▸ **What you will do**
A verbatim copy of each record is required.

▸ **Records to use**
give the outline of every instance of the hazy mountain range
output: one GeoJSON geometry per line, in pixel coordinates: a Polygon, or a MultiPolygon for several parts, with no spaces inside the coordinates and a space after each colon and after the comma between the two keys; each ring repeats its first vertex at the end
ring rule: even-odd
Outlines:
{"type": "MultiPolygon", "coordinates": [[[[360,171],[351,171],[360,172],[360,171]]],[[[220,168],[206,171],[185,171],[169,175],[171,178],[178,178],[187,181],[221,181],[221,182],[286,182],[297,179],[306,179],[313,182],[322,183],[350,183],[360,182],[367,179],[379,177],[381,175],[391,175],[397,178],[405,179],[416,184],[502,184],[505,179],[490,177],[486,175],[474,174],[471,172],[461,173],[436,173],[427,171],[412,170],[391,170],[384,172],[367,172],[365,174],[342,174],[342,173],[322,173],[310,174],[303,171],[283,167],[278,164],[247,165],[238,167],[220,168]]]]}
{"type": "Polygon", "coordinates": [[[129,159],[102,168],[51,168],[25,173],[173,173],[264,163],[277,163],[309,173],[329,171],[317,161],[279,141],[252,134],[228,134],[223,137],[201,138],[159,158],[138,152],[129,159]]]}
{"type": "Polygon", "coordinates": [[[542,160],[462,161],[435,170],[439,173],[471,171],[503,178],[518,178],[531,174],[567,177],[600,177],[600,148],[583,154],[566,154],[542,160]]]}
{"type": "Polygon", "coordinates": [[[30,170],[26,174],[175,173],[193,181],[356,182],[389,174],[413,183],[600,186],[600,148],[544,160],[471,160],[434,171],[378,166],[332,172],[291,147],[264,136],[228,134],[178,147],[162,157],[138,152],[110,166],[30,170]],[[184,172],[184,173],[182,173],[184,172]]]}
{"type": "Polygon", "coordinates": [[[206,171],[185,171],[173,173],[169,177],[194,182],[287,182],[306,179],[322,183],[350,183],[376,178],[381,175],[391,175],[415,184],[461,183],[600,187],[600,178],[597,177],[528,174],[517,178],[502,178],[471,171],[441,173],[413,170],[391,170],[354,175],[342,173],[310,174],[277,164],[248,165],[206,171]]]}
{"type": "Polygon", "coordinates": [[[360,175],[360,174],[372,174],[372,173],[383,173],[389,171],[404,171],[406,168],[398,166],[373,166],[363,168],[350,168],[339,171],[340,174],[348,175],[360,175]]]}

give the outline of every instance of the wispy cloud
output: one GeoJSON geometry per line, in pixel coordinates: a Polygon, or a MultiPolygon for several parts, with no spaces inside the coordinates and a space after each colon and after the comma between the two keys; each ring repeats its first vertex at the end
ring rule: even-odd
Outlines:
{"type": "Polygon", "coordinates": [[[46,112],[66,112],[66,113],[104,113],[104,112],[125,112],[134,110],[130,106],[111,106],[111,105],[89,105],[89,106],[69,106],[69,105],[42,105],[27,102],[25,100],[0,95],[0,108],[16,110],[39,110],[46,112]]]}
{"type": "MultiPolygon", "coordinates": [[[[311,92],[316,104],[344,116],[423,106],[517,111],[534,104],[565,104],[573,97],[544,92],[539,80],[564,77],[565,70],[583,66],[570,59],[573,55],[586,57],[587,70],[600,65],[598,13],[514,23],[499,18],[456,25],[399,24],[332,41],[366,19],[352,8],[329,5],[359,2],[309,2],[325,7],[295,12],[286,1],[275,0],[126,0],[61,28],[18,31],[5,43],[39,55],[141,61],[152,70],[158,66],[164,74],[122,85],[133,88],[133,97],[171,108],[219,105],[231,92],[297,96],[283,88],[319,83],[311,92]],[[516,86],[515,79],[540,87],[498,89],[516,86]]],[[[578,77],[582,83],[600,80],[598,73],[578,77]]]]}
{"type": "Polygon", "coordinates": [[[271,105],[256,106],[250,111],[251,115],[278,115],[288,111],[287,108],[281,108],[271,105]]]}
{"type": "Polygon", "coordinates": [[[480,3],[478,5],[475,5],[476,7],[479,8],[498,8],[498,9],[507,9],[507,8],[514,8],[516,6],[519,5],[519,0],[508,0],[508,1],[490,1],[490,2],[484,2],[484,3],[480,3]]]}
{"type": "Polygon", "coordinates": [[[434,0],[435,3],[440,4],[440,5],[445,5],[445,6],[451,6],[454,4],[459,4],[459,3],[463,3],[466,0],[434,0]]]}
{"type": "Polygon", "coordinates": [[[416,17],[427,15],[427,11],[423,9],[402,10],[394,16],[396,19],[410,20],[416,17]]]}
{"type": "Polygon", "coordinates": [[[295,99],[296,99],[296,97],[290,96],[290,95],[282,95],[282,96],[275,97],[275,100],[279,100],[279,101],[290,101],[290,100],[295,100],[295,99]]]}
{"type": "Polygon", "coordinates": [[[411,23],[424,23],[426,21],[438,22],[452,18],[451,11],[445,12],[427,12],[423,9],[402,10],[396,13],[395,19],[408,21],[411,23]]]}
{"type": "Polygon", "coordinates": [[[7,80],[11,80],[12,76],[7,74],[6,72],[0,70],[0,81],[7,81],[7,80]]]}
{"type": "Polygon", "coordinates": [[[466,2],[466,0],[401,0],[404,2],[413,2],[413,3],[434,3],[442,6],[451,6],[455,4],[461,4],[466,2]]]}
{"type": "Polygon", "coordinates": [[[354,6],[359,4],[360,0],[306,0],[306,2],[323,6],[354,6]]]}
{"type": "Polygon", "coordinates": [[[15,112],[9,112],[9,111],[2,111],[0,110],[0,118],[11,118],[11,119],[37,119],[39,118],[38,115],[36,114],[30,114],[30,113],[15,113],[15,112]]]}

▸ **Solution for this problem**
give the outline of every instance of the hazy mountain range
output: one GeoJSON geometry per line, in pixel coordinates: a Polygon, or a MultiPolygon for several parts, with no spaces inside the coordinates and a space after each colon and after the comma between the two keys; each ring repeats its first vertex at the end
ring rule: even-odd
Outlines:
{"type": "MultiPolygon", "coordinates": [[[[360,171],[351,171],[360,172],[360,171]]],[[[220,168],[206,171],[185,171],[169,175],[171,178],[178,178],[187,181],[221,181],[221,182],[286,182],[297,179],[306,179],[313,182],[322,183],[350,183],[360,182],[367,179],[379,177],[381,175],[391,175],[397,178],[405,179],[416,184],[502,184],[505,179],[490,177],[486,175],[474,174],[471,172],[461,173],[436,173],[427,171],[412,170],[391,170],[384,172],[367,172],[365,174],[342,174],[342,173],[322,173],[310,174],[303,171],[283,167],[278,164],[247,165],[238,167],[220,168]]]]}
{"type": "Polygon", "coordinates": [[[129,159],[102,168],[51,168],[25,173],[173,173],[264,163],[277,163],[309,173],[329,171],[317,161],[279,141],[252,134],[228,134],[223,137],[201,138],[159,158],[138,152],[129,159]]]}
{"type": "Polygon", "coordinates": [[[542,160],[462,161],[435,170],[439,173],[471,171],[503,178],[518,178],[531,174],[567,177],[600,177],[600,148],[583,154],[566,154],[542,160]]]}
{"type": "Polygon", "coordinates": [[[30,170],[26,174],[175,173],[193,181],[356,182],[389,174],[413,183],[600,186],[600,148],[544,160],[471,160],[434,171],[378,166],[332,172],[291,147],[264,136],[228,134],[178,147],[162,157],[138,152],[110,166],[30,170]],[[184,172],[184,173],[182,173],[184,172]]]}
{"type": "Polygon", "coordinates": [[[206,171],[185,171],[173,173],[169,177],[194,182],[287,182],[306,179],[322,183],[350,183],[376,178],[381,175],[391,175],[415,184],[461,183],[600,187],[600,178],[597,177],[528,174],[517,178],[502,178],[471,171],[441,173],[413,170],[391,170],[354,175],[342,173],[310,174],[277,164],[248,165],[206,171]]]}
{"type": "Polygon", "coordinates": [[[360,175],[360,174],[372,174],[372,173],[383,173],[389,171],[404,171],[406,168],[398,166],[373,166],[363,168],[350,168],[339,171],[340,174],[348,175],[360,175]]]}

give the outline of every instance of the wispy cloud
output: one GeoJSON geometry per line, in pixel coordinates: a Polygon, or a MultiPolygon for several parts, with no spaces inside the coordinates and a space after each colon and after the comma between the two keys; each ring repeats its first vertex at the end
ring rule: even-odd
Outlines:
{"type": "Polygon", "coordinates": [[[46,112],[66,112],[66,113],[104,113],[104,112],[125,112],[134,110],[130,106],[111,106],[111,105],[89,105],[89,106],[69,106],[69,105],[42,105],[27,102],[25,100],[0,95],[0,108],[16,110],[39,110],[46,112]]]}
{"type": "MultiPolygon", "coordinates": [[[[311,92],[316,104],[344,116],[423,106],[517,111],[534,104],[565,104],[573,97],[544,92],[539,80],[564,77],[565,70],[583,66],[570,59],[573,55],[586,57],[587,70],[600,65],[598,13],[514,23],[499,18],[456,25],[399,24],[332,41],[366,19],[352,8],[329,5],[359,2],[309,2],[325,7],[295,12],[286,1],[275,0],[126,0],[61,28],[18,31],[5,43],[39,55],[141,61],[152,70],[158,66],[164,74],[122,85],[133,88],[133,97],[171,108],[219,105],[231,92],[297,96],[283,88],[319,83],[311,92]],[[516,86],[515,79],[540,87],[498,89],[516,86]]],[[[578,77],[582,83],[600,80],[598,73],[578,77]]]]}
{"type": "Polygon", "coordinates": [[[271,105],[256,106],[250,111],[251,115],[278,115],[288,111],[287,108],[281,108],[271,105]]]}
{"type": "Polygon", "coordinates": [[[480,3],[478,5],[475,5],[476,7],[479,8],[498,8],[498,9],[507,9],[507,8],[514,8],[516,6],[519,5],[519,0],[508,0],[508,1],[490,1],[490,2],[484,2],[484,3],[480,3]]]}
{"type": "Polygon", "coordinates": [[[434,0],[435,3],[440,4],[440,5],[445,5],[445,6],[451,6],[454,4],[459,4],[459,3],[463,3],[466,0],[434,0]]]}
{"type": "Polygon", "coordinates": [[[416,17],[427,15],[427,11],[423,9],[402,10],[394,16],[396,19],[410,20],[416,17]]]}
{"type": "Polygon", "coordinates": [[[295,99],[296,99],[296,97],[290,96],[290,95],[282,95],[282,96],[275,97],[275,100],[279,100],[279,101],[290,101],[290,100],[295,100],[295,99]]]}
{"type": "Polygon", "coordinates": [[[411,23],[424,23],[426,21],[438,22],[452,18],[451,11],[445,12],[427,12],[423,9],[402,10],[396,13],[395,19],[408,21],[411,23]]]}
{"type": "Polygon", "coordinates": [[[7,80],[11,80],[12,76],[7,74],[6,72],[0,70],[0,81],[7,81],[7,80]]]}
{"type": "Polygon", "coordinates": [[[466,2],[466,0],[401,0],[404,2],[413,2],[413,3],[434,3],[442,6],[451,6],[455,4],[461,4],[466,2]]]}
{"type": "Polygon", "coordinates": [[[354,6],[359,4],[360,0],[306,0],[306,2],[323,6],[354,6]]]}
{"type": "Polygon", "coordinates": [[[15,112],[9,112],[9,111],[2,111],[0,110],[0,118],[11,118],[11,119],[37,119],[39,118],[38,115],[36,114],[30,114],[30,113],[15,113],[15,112]]]}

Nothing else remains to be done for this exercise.